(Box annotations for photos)
——————
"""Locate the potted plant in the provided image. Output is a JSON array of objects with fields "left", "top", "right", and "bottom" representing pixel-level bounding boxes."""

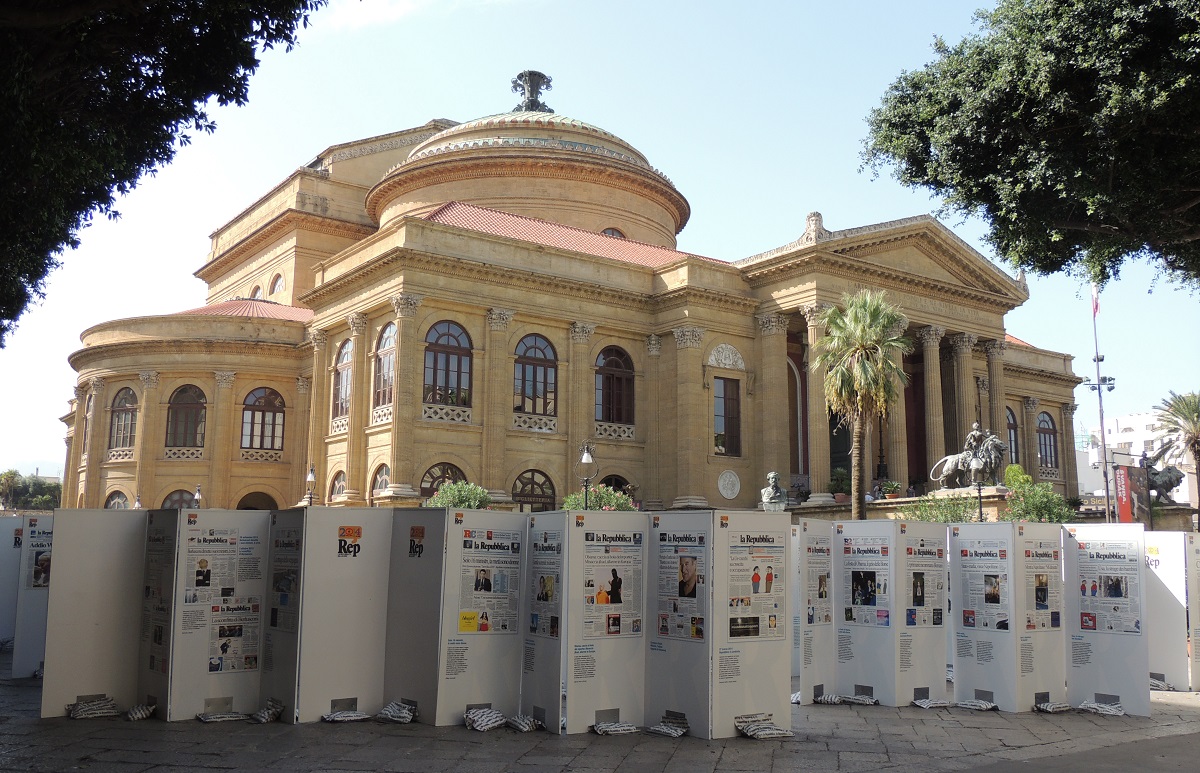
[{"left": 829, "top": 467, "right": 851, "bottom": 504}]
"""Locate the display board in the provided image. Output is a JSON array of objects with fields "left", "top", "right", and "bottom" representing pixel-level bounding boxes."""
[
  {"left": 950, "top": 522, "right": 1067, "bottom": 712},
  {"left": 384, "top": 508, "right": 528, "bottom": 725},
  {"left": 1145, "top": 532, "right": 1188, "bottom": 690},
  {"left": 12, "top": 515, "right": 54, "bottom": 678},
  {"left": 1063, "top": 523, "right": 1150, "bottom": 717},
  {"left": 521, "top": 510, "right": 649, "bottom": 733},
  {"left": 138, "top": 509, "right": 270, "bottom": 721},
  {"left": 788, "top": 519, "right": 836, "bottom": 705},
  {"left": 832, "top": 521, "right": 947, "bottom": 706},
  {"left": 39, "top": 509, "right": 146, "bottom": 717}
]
——————
Reproduce the listing above line for line, without any change. Leave out the pictures.

### Solution to this exercise
"""Locate the potted plant in the provided image. Output is a JSON array of objects with fields "left", "top", "right", and "bottom" representing pixel-level bounding boxes."""

[{"left": 829, "top": 467, "right": 851, "bottom": 504}]
"""Locate the display board in the provided image. Output is a JSON array of objects with fields "left", "top", "right", and "bottom" representing pixel-level bounding boxes."""
[
  {"left": 950, "top": 522, "right": 1067, "bottom": 712},
  {"left": 384, "top": 508, "right": 528, "bottom": 725},
  {"left": 1145, "top": 532, "right": 1188, "bottom": 690},
  {"left": 12, "top": 515, "right": 54, "bottom": 678},
  {"left": 1063, "top": 523, "right": 1150, "bottom": 717},
  {"left": 521, "top": 510, "right": 649, "bottom": 733},
  {"left": 138, "top": 509, "right": 270, "bottom": 721},
  {"left": 788, "top": 519, "right": 836, "bottom": 705},
  {"left": 832, "top": 521, "right": 947, "bottom": 706},
  {"left": 39, "top": 509, "right": 146, "bottom": 717}
]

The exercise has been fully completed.